SUPPLIED RECORDS Block Start

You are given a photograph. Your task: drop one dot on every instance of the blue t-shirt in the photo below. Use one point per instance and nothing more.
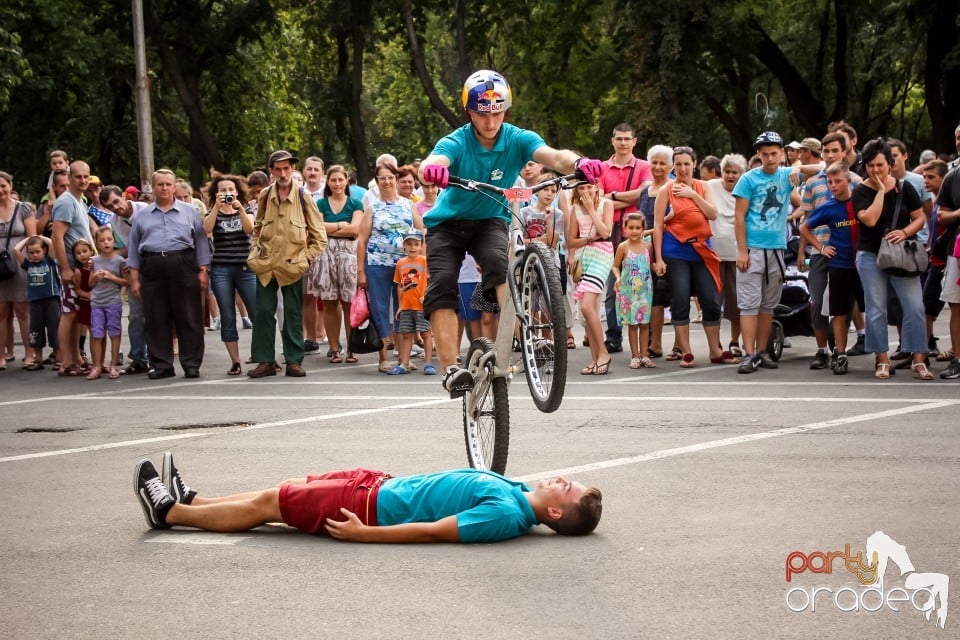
(769, 196)
(43, 280)
(500, 166)
(844, 226)
(488, 506)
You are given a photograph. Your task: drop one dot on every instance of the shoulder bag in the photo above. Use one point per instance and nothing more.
(8, 266)
(904, 259)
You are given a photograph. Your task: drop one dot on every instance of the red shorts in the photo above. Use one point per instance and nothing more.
(307, 506)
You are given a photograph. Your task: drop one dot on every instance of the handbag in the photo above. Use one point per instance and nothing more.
(359, 309)
(904, 259)
(365, 338)
(8, 266)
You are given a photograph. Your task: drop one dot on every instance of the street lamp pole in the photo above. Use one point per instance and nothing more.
(144, 119)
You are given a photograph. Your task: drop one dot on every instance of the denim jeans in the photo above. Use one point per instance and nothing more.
(875, 283)
(136, 331)
(381, 290)
(225, 280)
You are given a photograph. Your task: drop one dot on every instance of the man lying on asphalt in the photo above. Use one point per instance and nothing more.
(465, 505)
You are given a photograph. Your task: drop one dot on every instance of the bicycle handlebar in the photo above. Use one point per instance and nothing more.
(564, 182)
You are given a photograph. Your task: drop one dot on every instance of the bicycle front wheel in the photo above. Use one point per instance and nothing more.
(486, 412)
(543, 327)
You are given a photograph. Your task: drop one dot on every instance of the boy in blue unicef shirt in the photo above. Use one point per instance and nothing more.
(361, 505)
(841, 250)
(43, 291)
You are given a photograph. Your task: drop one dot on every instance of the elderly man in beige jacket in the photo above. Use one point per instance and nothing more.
(287, 238)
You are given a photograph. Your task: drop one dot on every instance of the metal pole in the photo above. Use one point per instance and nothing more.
(144, 118)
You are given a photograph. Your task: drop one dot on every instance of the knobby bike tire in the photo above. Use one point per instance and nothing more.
(543, 341)
(486, 413)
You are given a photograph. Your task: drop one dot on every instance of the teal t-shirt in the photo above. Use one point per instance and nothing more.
(488, 506)
(769, 196)
(345, 215)
(500, 166)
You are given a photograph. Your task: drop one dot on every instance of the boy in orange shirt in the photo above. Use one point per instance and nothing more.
(410, 277)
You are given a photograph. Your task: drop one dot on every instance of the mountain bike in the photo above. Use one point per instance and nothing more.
(532, 310)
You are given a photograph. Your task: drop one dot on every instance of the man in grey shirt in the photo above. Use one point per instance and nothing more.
(70, 224)
(169, 258)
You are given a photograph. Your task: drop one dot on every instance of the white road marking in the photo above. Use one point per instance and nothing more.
(263, 425)
(726, 442)
(632, 398)
(196, 538)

SUPPLIED RECORDS Block End

◆ **PROBLEM DESCRIPTION**:
The output has to match the data above line for line, except that pictures are dropped.

◆ **TASK ANSWER**:
You are given a photograph. Your task: drop one dot on every instance of the blue t-shirt in the photo below. Use one point per instance and nothing more.
(769, 196)
(43, 280)
(500, 166)
(844, 226)
(488, 506)
You are given a photograph. Your task: drop one dot on every instance of the shoulder bag in the photo above. Use one point per instance and nothing more.
(8, 266)
(904, 259)
You are given a photograph. Your task: drop one dot on every instance of the red shorts in the photo above. Use one point per instance and nothing more.
(307, 506)
You are given a photograph. Your task: drop one dot on every instance of the handbag in the photo above. Use one point per instance and nothing more.
(359, 309)
(904, 259)
(365, 338)
(8, 266)
You are given a photograph. Your task: drop one dot on every instance of the street lamp pole in the photo above. Use one point per instance and nothing more.
(144, 119)
You are given a photograph. Your task: drop one dot on every instance of the denim jeans in the photo above. Use one point per instance and nothing more.
(875, 283)
(136, 331)
(381, 290)
(225, 280)
You are given a photograph. Your task: drop one dot on every instance of the man lying on asphalt in the photo above. Use one point per instance and nothing more.
(465, 505)
You are given a photograph. Your task: drop one dot on every instance of the bicycle handlebar in the photo above. Use one point per instance and nothing more.
(564, 182)
You are given a photograph. Your task: drop one dot on every instance of the bicycle front wheel in the photo above. Use one point per instance and nothing more.
(486, 412)
(543, 327)
You are given a photograph. Your task: drop one dot on every instance of the boy in blue unicef shirt in the photo above. Use one point per instance and nothing more.
(361, 505)
(841, 250)
(43, 291)
You are given a photograph. Your task: drop one dot on every instance of the elderly man in beige jacket in the photo above. Use one point per instance and nothing more.
(287, 238)
You are given a photograph. Your task: drop one dot on every instance of the metal pole in the photo above. Use one point per instance and nothing more.
(144, 118)
You are given a photograph. Your task: drop one dot on every instance of the knobby bike tire in the photo above. Use one point per instance and nothing more.
(543, 341)
(486, 413)
You are given a photograph. Your task: drop one dot on every instance of the teal t-shirt in the photo above. Use one point per instance and nothing more.
(488, 506)
(769, 196)
(345, 215)
(500, 166)
You are given a photograph. Your task: drop one dot on every instance of the boy in orange shirt in the photo above. Use one point per instance and nothing more.
(410, 277)
You are given a photograph. Your task: drop one dot on every instance of the mountain bike in the photo above. Use one point per instance and nothing more.
(532, 310)
You are given a photograph. Your task: drop one dot on every instance of the man in grey shirt in the photo above. Use one point per instance and nothing more.
(70, 224)
(169, 258)
You are given a photograph. Your task: drop one dot on every instance of the white road marking in the photo above. Use one point per instance and nothing more.
(263, 425)
(726, 442)
(632, 398)
(196, 538)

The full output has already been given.